>> START MATERIAL PROVIDED
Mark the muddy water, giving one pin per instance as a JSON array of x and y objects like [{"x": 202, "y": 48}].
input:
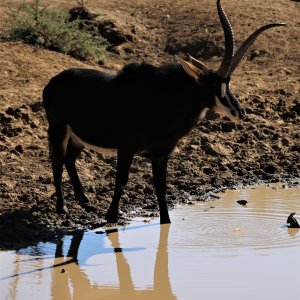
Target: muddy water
[{"x": 215, "y": 250}]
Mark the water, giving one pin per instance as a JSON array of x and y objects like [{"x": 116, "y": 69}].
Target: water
[{"x": 213, "y": 250}]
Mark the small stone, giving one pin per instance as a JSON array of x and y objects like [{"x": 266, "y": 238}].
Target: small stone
[{"x": 19, "y": 149}]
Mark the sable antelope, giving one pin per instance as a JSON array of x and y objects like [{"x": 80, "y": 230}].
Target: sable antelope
[{"x": 142, "y": 110}]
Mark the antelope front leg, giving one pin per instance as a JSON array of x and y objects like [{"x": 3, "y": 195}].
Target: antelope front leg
[
  {"x": 123, "y": 166},
  {"x": 159, "y": 170}
]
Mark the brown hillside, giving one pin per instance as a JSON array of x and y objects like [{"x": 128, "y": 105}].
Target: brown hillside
[{"x": 216, "y": 154}]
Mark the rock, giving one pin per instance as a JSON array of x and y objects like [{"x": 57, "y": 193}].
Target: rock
[
  {"x": 292, "y": 221},
  {"x": 19, "y": 149}
]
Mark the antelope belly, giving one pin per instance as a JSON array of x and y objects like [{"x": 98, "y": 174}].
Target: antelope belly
[{"x": 80, "y": 141}]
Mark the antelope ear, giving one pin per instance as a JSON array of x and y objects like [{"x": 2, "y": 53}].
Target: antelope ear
[{"x": 190, "y": 69}]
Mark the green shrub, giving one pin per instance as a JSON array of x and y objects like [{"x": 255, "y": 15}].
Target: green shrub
[{"x": 34, "y": 24}]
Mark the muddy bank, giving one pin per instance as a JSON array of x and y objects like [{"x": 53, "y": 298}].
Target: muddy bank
[{"x": 217, "y": 153}]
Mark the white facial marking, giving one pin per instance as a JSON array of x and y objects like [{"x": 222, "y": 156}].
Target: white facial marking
[
  {"x": 223, "y": 90},
  {"x": 87, "y": 145}
]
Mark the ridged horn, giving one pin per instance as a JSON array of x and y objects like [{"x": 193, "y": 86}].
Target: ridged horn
[
  {"x": 223, "y": 70},
  {"x": 199, "y": 64},
  {"x": 247, "y": 43}
]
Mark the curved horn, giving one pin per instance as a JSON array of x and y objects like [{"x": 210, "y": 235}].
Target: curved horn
[
  {"x": 199, "y": 64},
  {"x": 247, "y": 43},
  {"x": 223, "y": 70}
]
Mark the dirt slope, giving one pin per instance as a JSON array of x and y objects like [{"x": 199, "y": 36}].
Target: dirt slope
[{"x": 216, "y": 154}]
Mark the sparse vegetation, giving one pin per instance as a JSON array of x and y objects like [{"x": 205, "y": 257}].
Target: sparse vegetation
[{"x": 39, "y": 25}]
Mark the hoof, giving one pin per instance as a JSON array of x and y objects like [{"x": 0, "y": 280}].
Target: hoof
[
  {"x": 111, "y": 218},
  {"x": 62, "y": 210}
]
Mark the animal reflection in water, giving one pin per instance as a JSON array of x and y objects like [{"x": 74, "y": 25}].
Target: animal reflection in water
[{"x": 83, "y": 288}]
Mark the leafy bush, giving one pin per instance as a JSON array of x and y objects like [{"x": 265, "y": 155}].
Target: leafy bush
[{"x": 34, "y": 24}]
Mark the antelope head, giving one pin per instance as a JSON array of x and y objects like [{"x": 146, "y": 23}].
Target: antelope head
[{"x": 218, "y": 81}]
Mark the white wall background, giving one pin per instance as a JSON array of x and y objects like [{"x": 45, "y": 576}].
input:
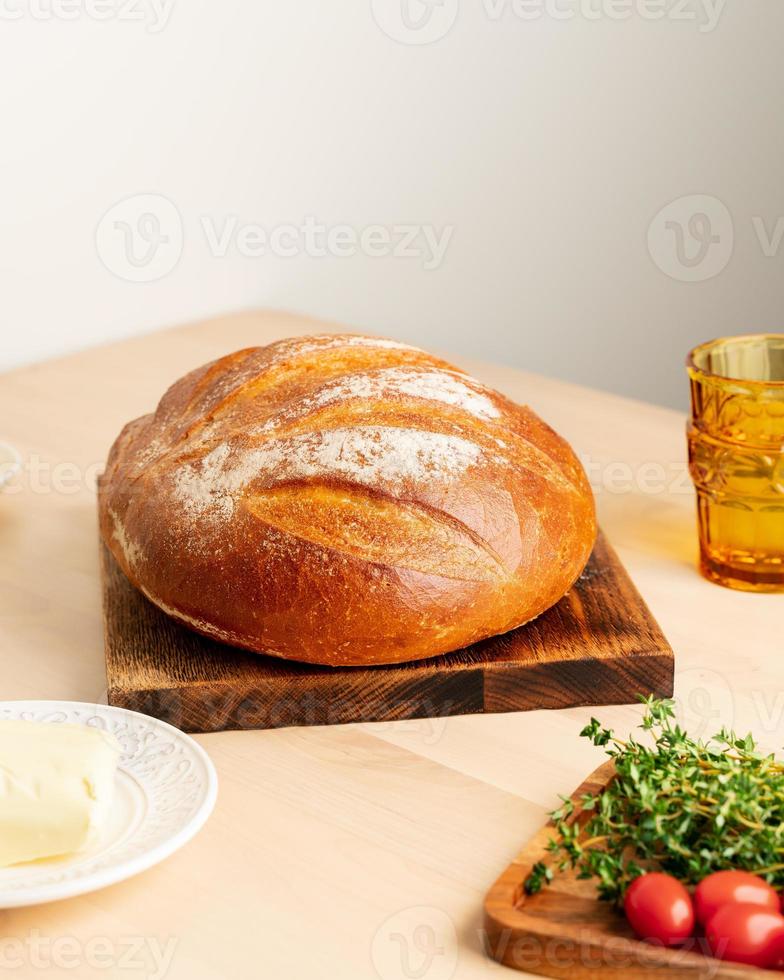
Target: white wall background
[{"x": 548, "y": 145}]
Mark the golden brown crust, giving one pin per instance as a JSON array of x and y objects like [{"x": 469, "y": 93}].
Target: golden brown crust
[{"x": 345, "y": 500}]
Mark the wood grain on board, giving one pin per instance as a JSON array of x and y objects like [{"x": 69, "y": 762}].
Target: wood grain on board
[
  {"x": 566, "y": 931},
  {"x": 598, "y": 645}
]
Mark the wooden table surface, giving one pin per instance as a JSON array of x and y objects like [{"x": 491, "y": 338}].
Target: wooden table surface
[{"x": 345, "y": 852}]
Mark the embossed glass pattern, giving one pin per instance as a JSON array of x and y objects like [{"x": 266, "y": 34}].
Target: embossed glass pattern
[{"x": 736, "y": 459}]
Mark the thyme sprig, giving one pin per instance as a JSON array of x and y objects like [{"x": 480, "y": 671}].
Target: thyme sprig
[{"x": 677, "y": 805}]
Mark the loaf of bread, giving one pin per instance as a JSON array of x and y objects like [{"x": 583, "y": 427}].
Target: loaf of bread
[{"x": 343, "y": 499}]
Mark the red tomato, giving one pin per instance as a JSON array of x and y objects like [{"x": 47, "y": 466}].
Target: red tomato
[
  {"x": 746, "y": 934},
  {"x": 659, "y": 908},
  {"x": 725, "y": 887}
]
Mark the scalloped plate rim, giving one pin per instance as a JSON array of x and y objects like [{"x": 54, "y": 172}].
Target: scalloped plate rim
[{"x": 114, "y": 873}]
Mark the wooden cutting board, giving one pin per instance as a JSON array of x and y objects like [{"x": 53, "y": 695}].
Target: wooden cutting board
[
  {"x": 599, "y": 645},
  {"x": 565, "y": 931}
]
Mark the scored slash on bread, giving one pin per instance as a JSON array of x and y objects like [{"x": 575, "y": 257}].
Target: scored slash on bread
[{"x": 342, "y": 499}]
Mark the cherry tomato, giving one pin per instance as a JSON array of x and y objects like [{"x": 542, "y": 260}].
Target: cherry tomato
[
  {"x": 724, "y": 887},
  {"x": 659, "y": 908},
  {"x": 746, "y": 934}
]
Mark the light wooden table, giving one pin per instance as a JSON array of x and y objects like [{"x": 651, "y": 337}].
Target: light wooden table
[{"x": 339, "y": 852}]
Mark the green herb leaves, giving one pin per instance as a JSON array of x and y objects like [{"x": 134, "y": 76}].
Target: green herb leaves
[{"x": 677, "y": 805}]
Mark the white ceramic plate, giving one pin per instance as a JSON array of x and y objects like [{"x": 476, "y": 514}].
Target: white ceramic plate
[
  {"x": 10, "y": 463},
  {"x": 165, "y": 790}
]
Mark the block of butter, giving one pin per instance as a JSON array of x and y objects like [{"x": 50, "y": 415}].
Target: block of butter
[{"x": 56, "y": 788}]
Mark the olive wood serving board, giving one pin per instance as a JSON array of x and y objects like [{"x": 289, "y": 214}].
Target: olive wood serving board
[
  {"x": 598, "y": 645},
  {"x": 565, "y": 931}
]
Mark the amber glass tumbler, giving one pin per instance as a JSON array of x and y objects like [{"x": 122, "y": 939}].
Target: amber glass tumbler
[{"x": 736, "y": 459}]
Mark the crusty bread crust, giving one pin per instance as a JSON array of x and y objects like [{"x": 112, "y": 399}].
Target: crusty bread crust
[{"x": 342, "y": 499}]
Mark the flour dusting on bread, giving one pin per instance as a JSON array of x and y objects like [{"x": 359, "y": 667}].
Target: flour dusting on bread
[
  {"x": 444, "y": 387},
  {"x": 342, "y": 499},
  {"x": 382, "y": 457}
]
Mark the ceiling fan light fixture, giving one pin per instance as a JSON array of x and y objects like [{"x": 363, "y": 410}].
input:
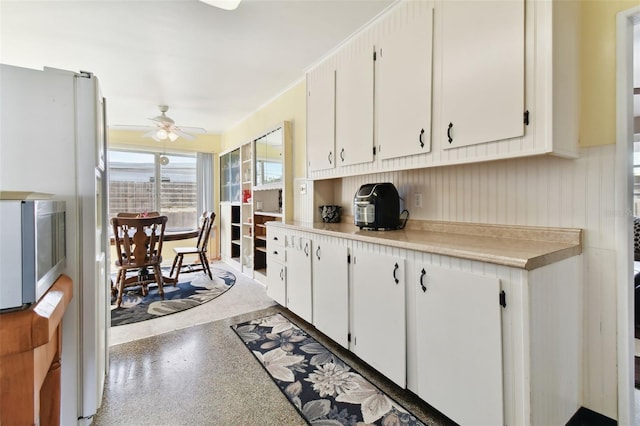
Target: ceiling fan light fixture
[{"x": 223, "y": 4}]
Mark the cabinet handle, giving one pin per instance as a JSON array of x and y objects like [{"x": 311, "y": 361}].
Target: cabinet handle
[{"x": 422, "y": 274}]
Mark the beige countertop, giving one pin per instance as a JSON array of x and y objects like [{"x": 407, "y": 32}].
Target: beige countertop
[{"x": 516, "y": 246}]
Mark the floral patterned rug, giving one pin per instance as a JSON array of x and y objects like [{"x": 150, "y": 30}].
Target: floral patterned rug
[
  {"x": 324, "y": 389},
  {"x": 193, "y": 289}
]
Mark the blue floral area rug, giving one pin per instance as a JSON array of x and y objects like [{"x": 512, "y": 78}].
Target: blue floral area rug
[
  {"x": 193, "y": 290},
  {"x": 325, "y": 390}
]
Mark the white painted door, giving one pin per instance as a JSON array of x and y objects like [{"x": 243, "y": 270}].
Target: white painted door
[
  {"x": 482, "y": 71},
  {"x": 321, "y": 117},
  {"x": 331, "y": 291},
  {"x": 299, "y": 278},
  {"x": 403, "y": 82},
  {"x": 225, "y": 228},
  {"x": 276, "y": 266},
  {"x": 277, "y": 282},
  {"x": 354, "y": 105},
  {"x": 379, "y": 313},
  {"x": 459, "y": 343}
]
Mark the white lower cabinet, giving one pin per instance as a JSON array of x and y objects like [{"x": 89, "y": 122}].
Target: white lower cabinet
[
  {"x": 299, "y": 276},
  {"x": 458, "y": 336},
  {"x": 276, "y": 272},
  {"x": 448, "y": 334},
  {"x": 378, "y": 316},
  {"x": 330, "y": 276}
]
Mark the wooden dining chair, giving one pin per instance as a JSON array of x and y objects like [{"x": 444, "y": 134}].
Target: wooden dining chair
[
  {"x": 138, "y": 243},
  {"x": 138, "y": 215},
  {"x": 200, "y": 250}
]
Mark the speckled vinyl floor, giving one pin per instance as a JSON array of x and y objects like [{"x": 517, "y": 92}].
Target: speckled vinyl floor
[{"x": 204, "y": 375}]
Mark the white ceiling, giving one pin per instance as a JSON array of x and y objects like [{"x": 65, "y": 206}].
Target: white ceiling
[{"x": 211, "y": 66}]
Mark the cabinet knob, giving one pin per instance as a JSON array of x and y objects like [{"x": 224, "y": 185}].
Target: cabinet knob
[{"x": 422, "y": 274}]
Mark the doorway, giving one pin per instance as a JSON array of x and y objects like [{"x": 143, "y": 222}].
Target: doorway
[{"x": 628, "y": 77}]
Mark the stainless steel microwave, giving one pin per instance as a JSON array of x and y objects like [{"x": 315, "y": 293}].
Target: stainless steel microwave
[{"x": 32, "y": 250}]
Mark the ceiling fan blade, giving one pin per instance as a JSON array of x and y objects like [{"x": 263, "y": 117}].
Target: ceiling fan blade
[
  {"x": 153, "y": 134},
  {"x": 183, "y": 134},
  {"x": 223, "y": 4}
]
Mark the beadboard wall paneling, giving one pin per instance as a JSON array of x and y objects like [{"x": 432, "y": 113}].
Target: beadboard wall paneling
[{"x": 533, "y": 191}]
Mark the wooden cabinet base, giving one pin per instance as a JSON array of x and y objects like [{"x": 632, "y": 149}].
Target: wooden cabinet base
[{"x": 30, "y": 363}]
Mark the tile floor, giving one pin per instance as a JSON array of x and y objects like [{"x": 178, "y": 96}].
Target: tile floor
[{"x": 191, "y": 368}]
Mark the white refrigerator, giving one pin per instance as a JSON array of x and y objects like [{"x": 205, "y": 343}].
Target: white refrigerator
[{"x": 53, "y": 140}]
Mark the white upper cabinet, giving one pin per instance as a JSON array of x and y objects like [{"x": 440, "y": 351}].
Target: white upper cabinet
[
  {"x": 485, "y": 80},
  {"x": 403, "y": 81},
  {"x": 483, "y": 61},
  {"x": 321, "y": 117},
  {"x": 354, "y": 103}
]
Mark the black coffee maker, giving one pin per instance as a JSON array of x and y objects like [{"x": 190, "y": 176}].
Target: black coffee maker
[{"x": 376, "y": 207}]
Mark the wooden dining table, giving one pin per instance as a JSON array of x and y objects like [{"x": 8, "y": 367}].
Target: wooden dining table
[{"x": 168, "y": 236}]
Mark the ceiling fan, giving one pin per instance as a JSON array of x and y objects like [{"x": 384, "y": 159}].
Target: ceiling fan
[
  {"x": 166, "y": 128},
  {"x": 223, "y": 4}
]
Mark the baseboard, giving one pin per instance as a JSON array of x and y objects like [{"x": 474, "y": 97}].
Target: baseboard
[{"x": 586, "y": 417}]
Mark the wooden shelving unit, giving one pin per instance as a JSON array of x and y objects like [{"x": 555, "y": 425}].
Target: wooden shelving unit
[{"x": 254, "y": 179}]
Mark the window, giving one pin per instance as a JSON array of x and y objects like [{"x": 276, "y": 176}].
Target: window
[{"x": 138, "y": 182}]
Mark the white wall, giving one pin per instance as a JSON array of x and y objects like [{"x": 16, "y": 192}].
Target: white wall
[
  {"x": 37, "y": 139},
  {"x": 536, "y": 191}
]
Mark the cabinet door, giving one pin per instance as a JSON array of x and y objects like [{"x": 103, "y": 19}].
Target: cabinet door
[
  {"x": 331, "y": 291},
  {"x": 321, "y": 117},
  {"x": 379, "y": 313},
  {"x": 225, "y": 230},
  {"x": 354, "y": 105},
  {"x": 277, "y": 282},
  {"x": 276, "y": 270},
  {"x": 299, "y": 278},
  {"x": 403, "y": 82},
  {"x": 459, "y": 344},
  {"x": 482, "y": 71}
]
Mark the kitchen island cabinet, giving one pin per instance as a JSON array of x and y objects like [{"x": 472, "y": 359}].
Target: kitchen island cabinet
[{"x": 511, "y": 338}]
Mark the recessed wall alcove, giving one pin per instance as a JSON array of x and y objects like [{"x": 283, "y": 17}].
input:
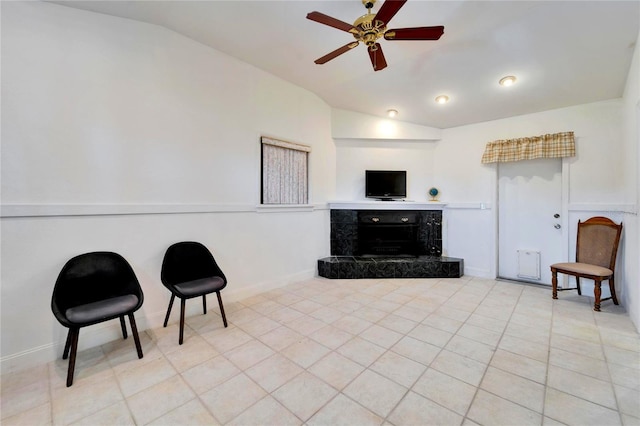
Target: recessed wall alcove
[{"x": 387, "y": 240}]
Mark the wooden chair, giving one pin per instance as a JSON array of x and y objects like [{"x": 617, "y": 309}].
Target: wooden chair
[{"x": 596, "y": 249}]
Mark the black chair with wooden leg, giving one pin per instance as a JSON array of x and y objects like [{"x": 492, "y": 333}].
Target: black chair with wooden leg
[
  {"x": 93, "y": 288},
  {"x": 596, "y": 250},
  {"x": 189, "y": 270}
]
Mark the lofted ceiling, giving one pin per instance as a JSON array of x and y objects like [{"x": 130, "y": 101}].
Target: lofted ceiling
[{"x": 563, "y": 53}]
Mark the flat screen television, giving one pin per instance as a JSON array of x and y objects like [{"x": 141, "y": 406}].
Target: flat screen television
[{"x": 386, "y": 184}]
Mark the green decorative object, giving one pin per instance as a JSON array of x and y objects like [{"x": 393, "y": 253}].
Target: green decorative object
[{"x": 433, "y": 194}]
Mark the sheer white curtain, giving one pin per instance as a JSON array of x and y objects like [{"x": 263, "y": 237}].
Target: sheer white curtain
[{"x": 284, "y": 172}]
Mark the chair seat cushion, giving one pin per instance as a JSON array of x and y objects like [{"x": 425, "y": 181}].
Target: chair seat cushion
[
  {"x": 101, "y": 310},
  {"x": 199, "y": 287},
  {"x": 583, "y": 268}
]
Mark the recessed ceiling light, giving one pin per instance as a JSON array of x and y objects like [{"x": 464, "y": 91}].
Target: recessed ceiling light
[{"x": 507, "y": 81}]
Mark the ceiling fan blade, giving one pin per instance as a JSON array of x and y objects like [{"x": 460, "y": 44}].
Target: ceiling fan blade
[
  {"x": 419, "y": 33},
  {"x": 388, "y": 10},
  {"x": 377, "y": 57},
  {"x": 339, "y": 51},
  {"x": 328, "y": 20}
]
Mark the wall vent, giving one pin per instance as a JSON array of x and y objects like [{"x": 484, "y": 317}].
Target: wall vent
[{"x": 529, "y": 264}]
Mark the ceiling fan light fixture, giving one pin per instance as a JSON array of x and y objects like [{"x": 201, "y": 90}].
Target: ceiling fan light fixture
[{"x": 507, "y": 81}]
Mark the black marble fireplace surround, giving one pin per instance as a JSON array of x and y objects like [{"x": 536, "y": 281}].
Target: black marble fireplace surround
[{"x": 387, "y": 244}]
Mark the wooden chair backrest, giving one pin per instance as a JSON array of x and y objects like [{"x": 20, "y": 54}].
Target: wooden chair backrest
[{"x": 598, "y": 240}]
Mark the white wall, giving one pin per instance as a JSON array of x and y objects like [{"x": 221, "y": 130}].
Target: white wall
[
  {"x": 595, "y": 179},
  {"x": 112, "y": 117},
  {"x": 354, "y": 156},
  {"x": 631, "y": 120}
]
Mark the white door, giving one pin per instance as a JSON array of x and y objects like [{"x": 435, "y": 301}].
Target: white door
[{"x": 529, "y": 219}]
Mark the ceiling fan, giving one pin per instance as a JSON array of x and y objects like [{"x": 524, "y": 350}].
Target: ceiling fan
[{"x": 369, "y": 28}]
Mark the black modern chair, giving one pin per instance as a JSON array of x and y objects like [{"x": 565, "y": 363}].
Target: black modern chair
[
  {"x": 93, "y": 288},
  {"x": 189, "y": 270}
]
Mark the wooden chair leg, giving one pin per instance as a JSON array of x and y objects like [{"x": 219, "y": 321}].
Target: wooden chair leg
[
  {"x": 181, "y": 339},
  {"x": 124, "y": 328},
  {"x": 578, "y": 286},
  {"x": 224, "y": 318},
  {"x": 136, "y": 338},
  {"x": 597, "y": 291},
  {"x": 74, "y": 333},
  {"x": 166, "y": 318},
  {"x": 67, "y": 345},
  {"x": 612, "y": 288}
]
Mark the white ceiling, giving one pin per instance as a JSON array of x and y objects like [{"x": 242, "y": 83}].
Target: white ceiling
[{"x": 563, "y": 52}]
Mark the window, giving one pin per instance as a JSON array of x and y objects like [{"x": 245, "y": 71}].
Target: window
[{"x": 285, "y": 177}]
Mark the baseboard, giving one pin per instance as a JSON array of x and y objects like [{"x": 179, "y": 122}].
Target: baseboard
[{"x": 479, "y": 273}]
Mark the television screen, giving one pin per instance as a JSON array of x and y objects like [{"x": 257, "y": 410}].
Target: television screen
[{"x": 386, "y": 184}]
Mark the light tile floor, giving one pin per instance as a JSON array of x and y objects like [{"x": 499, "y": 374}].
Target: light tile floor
[{"x": 358, "y": 352}]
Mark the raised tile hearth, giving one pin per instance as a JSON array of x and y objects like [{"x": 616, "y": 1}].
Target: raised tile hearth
[{"x": 356, "y": 267}]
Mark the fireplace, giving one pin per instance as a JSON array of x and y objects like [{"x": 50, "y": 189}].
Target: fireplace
[
  {"x": 389, "y": 243},
  {"x": 388, "y": 233}
]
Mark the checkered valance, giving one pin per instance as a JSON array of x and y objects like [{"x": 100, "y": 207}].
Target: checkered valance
[{"x": 545, "y": 146}]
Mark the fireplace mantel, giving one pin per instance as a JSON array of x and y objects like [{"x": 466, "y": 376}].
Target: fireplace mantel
[{"x": 386, "y": 205}]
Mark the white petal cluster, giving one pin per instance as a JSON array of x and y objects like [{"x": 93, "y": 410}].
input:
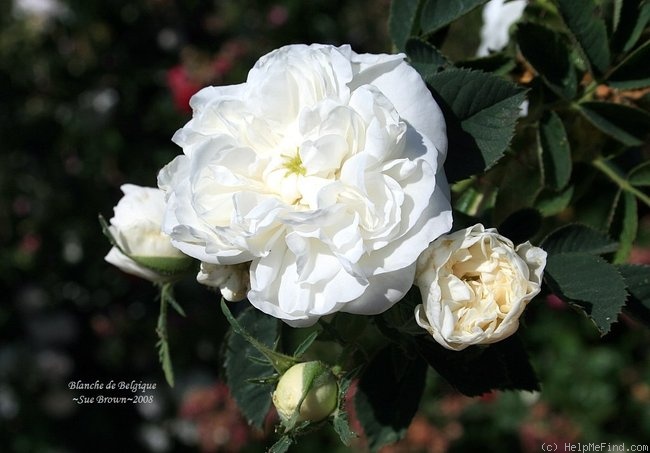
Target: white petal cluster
[
  {"x": 475, "y": 285},
  {"x": 232, "y": 281},
  {"x": 136, "y": 226},
  {"x": 498, "y": 17},
  {"x": 323, "y": 170}
]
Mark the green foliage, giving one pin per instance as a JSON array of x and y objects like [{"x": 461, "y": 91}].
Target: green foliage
[
  {"x": 401, "y": 21},
  {"x": 485, "y": 109},
  {"x": 552, "y": 60},
  {"x": 555, "y": 150},
  {"x": 244, "y": 363},
  {"x": 633, "y": 71},
  {"x": 628, "y": 125},
  {"x": 388, "y": 396},
  {"x": 574, "y": 238},
  {"x": 437, "y": 14},
  {"x": 589, "y": 282},
  {"x": 504, "y": 366},
  {"x": 589, "y": 31}
]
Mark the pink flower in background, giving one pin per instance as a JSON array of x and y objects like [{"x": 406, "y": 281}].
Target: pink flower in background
[{"x": 182, "y": 87}]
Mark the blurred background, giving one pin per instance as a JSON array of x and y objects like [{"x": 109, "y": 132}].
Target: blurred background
[{"x": 90, "y": 95}]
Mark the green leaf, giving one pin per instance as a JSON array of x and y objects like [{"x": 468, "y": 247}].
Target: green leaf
[
  {"x": 637, "y": 279},
  {"x": 400, "y": 318},
  {"x": 552, "y": 60},
  {"x": 626, "y": 225},
  {"x": 640, "y": 175},
  {"x": 499, "y": 63},
  {"x": 519, "y": 180},
  {"x": 480, "y": 369},
  {"x": 628, "y": 125},
  {"x": 551, "y": 203},
  {"x": 589, "y": 30},
  {"x": 634, "y": 19},
  {"x": 555, "y": 150},
  {"x": 425, "y": 58},
  {"x": 589, "y": 282},
  {"x": 578, "y": 238},
  {"x": 402, "y": 21},
  {"x": 437, "y": 14},
  {"x": 279, "y": 361},
  {"x": 521, "y": 225},
  {"x": 633, "y": 72},
  {"x": 254, "y": 400},
  {"x": 481, "y": 111},
  {"x": 306, "y": 343},
  {"x": 388, "y": 396}
]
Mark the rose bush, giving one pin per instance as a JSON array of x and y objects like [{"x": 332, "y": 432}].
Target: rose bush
[
  {"x": 475, "y": 285},
  {"x": 232, "y": 281},
  {"x": 320, "y": 399},
  {"x": 323, "y": 170},
  {"x": 142, "y": 249}
]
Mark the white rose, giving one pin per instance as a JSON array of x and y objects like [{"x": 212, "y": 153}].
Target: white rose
[
  {"x": 148, "y": 252},
  {"x": 318, "y": 403},
  {"x": 324, "y": 170},
  {"x": 232, "y": 281},
  {"x": 475, "y": 285},
  {"x": 498, "y": 17}
]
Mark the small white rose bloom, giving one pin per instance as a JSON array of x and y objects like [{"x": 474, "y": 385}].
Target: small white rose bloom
[
  {"x": 475, "y": 285},
  {"x": 136, "y": 227},
  {"x": 324, "y": 171},
  {"x": 321, "y": 399},
  {"x": 232, "y": 280},
  {"x": 498, "y": 17}
]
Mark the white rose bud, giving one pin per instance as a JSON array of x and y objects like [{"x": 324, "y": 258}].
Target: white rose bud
[
  {"x": 148, "y": 252},
  {"x": 232, "y": 280},
  {"x": 321, "y": 399},
  {"x": 475, "y": 285},
  {"x": 498, "y": 17}
]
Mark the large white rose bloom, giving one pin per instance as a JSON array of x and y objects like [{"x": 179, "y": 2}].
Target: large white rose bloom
[
  {"x": 136, "y": 227},
  {"x": 498, "y": 17},
  {"x": 475, "y": 285},
  {"x": 324, "y": 170}
]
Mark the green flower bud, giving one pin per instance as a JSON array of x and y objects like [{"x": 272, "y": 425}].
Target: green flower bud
[{"x": 321, "y": 399}]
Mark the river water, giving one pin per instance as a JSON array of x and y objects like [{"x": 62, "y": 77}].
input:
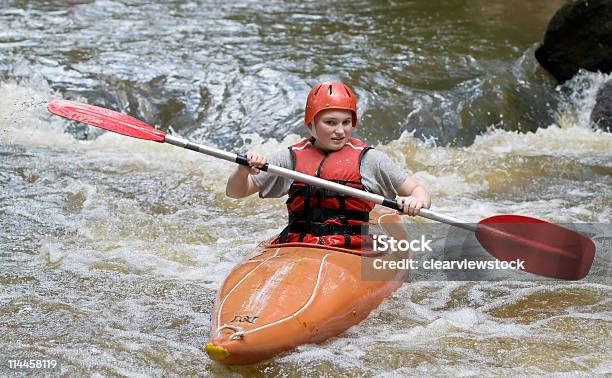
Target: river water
[{"x": 112, "y": 249}]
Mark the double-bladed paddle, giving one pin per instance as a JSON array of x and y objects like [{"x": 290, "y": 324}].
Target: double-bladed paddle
[{"x": 547, "y": 249}]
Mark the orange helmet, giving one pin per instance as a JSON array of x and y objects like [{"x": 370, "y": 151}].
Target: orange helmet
[{"x": 330, "y": 95}]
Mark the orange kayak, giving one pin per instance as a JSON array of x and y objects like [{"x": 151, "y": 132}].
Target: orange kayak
[{"x": 293, "y": 294}]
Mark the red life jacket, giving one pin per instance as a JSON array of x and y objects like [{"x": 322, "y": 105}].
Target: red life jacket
[{"x": 322, "y": 216}]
>> END MATERIAL PROVIDED
**OBJECTIVE:**
Write out again the lines from the one with "Mark the green flower" through the end of the records exactly, without any of the pictures.

**REPLY TO THE EXERCISE:**
Mark the green flower bud, giving one pin per instance as a JSON array of x and y objects like [{"x": 272, "y": 425}].
Target: green flower bud
[{"x": 321, "y": 399}]
Mark the river water, giving one pin per instance as a JSON array of x and y objects like [{"x": 62, "y": 77}].
input:
Target: river water
[{"x": 112, "y": 249}]
Mark the double-bladed paddle, giving one pin per instance as a JSON array of x and y objects like [{"x": 290, "y": 324}].
Target: double-bladed paddle
[{"x": 547, "y": 249}]
Mark the orange helmet, giving one pin per instance as a JSON array of x and y objects like [{"x": 370, "y": 151}].
Target: orange helmet
[{"x": 330, "y": 95}]
Mark the orange kayak, giving one pin per instance as a JSON array of x and y objects like [{"x": 151, "y": 132}].
Target: orange kayak
[{"x": 293, "y": 294}]
Mark the red life jacket, giving one pin per instance as a JSON array of x and y objects like [{"x": 322, "y": 105}].
Target: red life jacket
[{"x": 322, "y": 216}]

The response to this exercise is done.